_PROVIDED MATERIAL_.
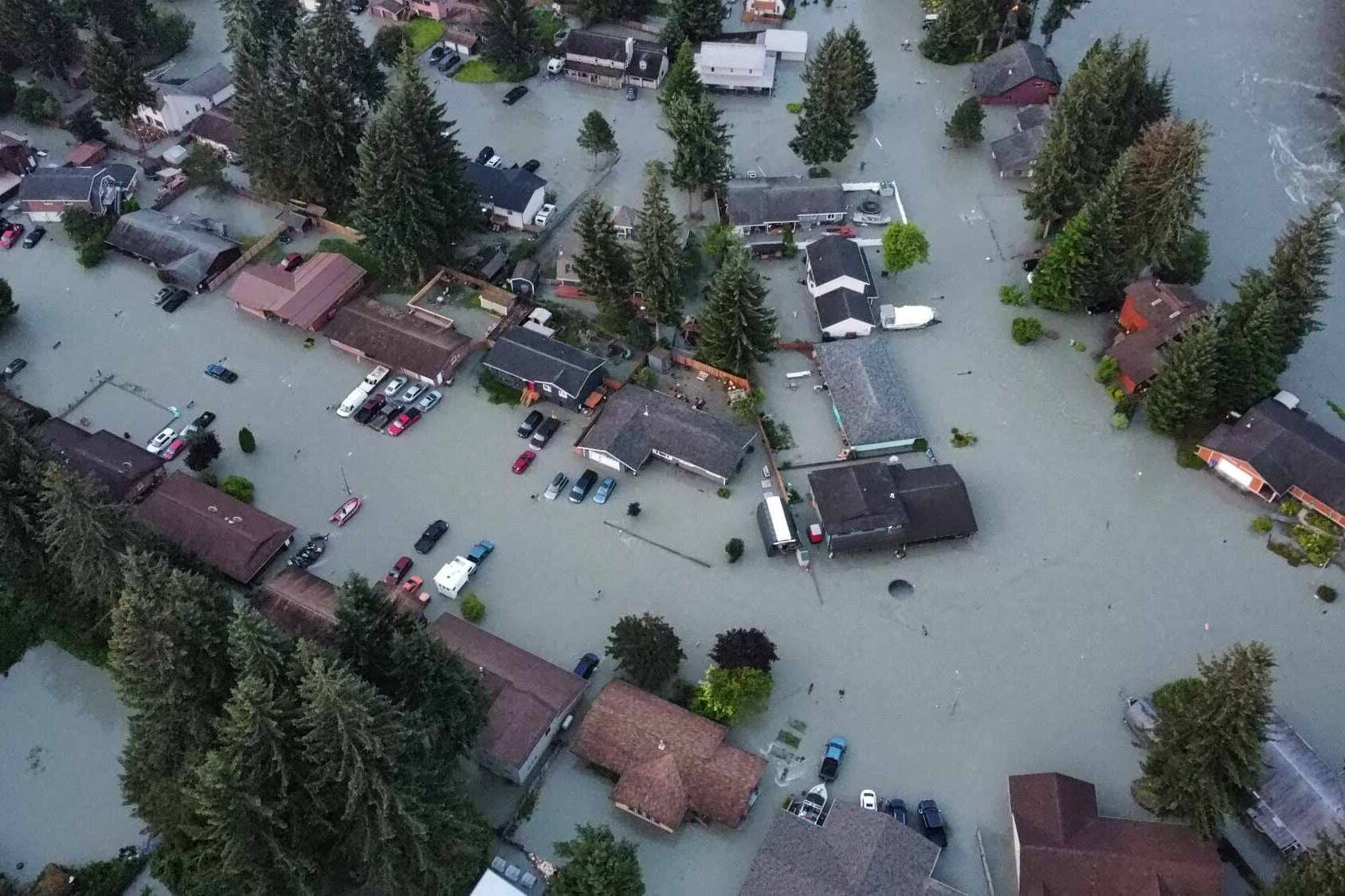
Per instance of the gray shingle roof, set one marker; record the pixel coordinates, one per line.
(637, 421)
(866, 392)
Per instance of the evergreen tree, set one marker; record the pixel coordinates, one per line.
(658, 256)
(823, 131)
(737, 329)
(414, 199)
(603, 268)
(1206, 757)
(1184, 390)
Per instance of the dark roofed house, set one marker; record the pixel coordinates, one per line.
(125, 470)
(881, 505)
(529, 697)
(856, 853)
(1061, 845)
(1276, 452)
(868, 400)
(559, 372)
(670, 765)
(637, 424)
(187, 251)
(1020, 74)
(221, 530)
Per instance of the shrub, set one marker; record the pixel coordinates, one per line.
(1025, 330)
(474, 610)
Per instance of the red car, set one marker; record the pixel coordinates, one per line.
(404, 421)
(397, 572)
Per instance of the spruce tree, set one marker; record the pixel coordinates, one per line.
(737, 329)
(412, 195)
(1184, 390)
(658, 255)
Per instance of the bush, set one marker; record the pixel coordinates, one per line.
(474, 610)
(1025, 330)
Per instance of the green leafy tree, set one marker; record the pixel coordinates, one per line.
(646, 650)
(414, 201)
(1206, 757)
(904, 245)
(737, 329)
(598, 865)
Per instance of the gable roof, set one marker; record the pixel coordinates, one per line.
(1016, 64)
(526, 693)
(535, 358)
(508, 189)
(866, 392)
(637, 421)
(856, 853)
(1065, 847)
(669, 761)
(1288, 450)
(224, 532)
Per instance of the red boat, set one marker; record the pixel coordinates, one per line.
(346, 511)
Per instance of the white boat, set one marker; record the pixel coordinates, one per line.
(907, 316)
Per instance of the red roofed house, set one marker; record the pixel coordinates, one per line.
(670, 765)
(1063, 847)
(1155, 314)
(304, 298)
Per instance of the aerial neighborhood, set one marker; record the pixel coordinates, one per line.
(621, 447)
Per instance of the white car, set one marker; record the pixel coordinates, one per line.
(162, 440)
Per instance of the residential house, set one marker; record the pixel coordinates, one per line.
(187, 251)
(670, 765)
(124, 470)
(304, 298)
(1020, 74)
(510, 197)
(236, 538)
(1063, 845)
(557, 372)
(842, 287)
(857, 852)
(869, 404)
(737, 68)
(396, 339)
(176, 104)
(47, 193)
(637, 424)
(758, 205)
(1276, 452)
(529, 697)
(1153, 315)
(614, 62)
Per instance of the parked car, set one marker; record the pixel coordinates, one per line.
(529, 424)
(832, 759)
(398, 571)
(582, 486)
(931, 822)
(560, 482)
(221, 373)
(586, 666)
(404, 421)
(431, 537)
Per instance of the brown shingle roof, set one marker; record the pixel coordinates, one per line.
(1069, 848)
(668, 759)
(234, 537)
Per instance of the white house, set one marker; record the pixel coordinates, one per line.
(178, 104)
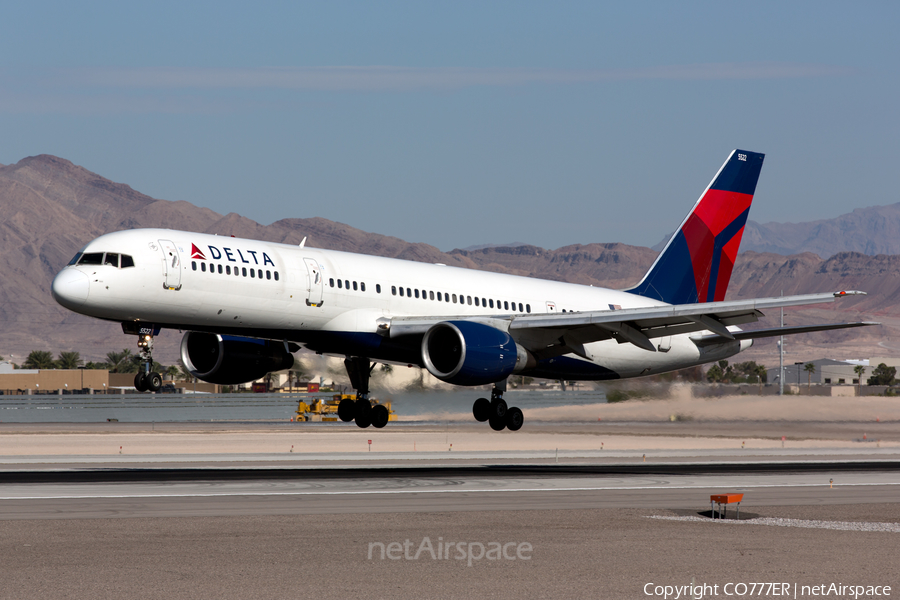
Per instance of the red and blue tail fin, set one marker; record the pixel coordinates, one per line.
(696, 264)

_AIM_.
Rescale everything from the line containing "Per instance of the red roofed" down to the end of the material, both ends included: write each line again, requests too, with every pixel coordinate in the answers multiplied by 1.3 and rounded to whole numbers, halves up. Leave the pictures out of your answer.

_WRITTEN SOLUTION_.
Per instance of the red roofed house, set one marker; record the pixel coordinates, one per line.
(871, 995)
(1382, 1101)
(1502, 408)
(395, 387)
Per instance of the aerial neighborhood, set one marker; record the pixel coordinates, one per line.
(807, 581)
Per instance of the white car, set one marker; record the pixel coordinates, one per line.
(211, 572)
Per instance of the residential house, set one marker; record the pixel coordinates, one per line.
(243, 326)
(871, 995)
(161, 611)
(395, 387)
(1326, 96)
(663, 256)
(307, 699)
(1382, 1099)
(724, 484)
(1095, 373)
(1114, 1108)
(1130, 525)
(958, 88)
(515, 441)
(229, 135)
(61, 251)
(828, 551)
(985, 267)
(1659, 588)
(688, 906)
(1499, 410)
(798, 81)
Per instance of the parked car, set one marker; record the pixel coordinates, one per line.
(688, 551)
(1082, 987)
(517, 742)
(757, 632)
(1210, 1069)
(728, 627)
(287, 485)
(762, 866)
(525, 547)
(560, 698)
Per instance of the brown shingle roof, set one marker; record the pixel coordinates, one per line.
(1390, 1102)
(868, 987)
(304, 698)
Per instance of the white house, set one marker; record the pixel coordinates, one per line.
(231, 135)
Per instance of the red and blue tail fin, set one marker; record the pixel coordinates, one per line.
(905, 343)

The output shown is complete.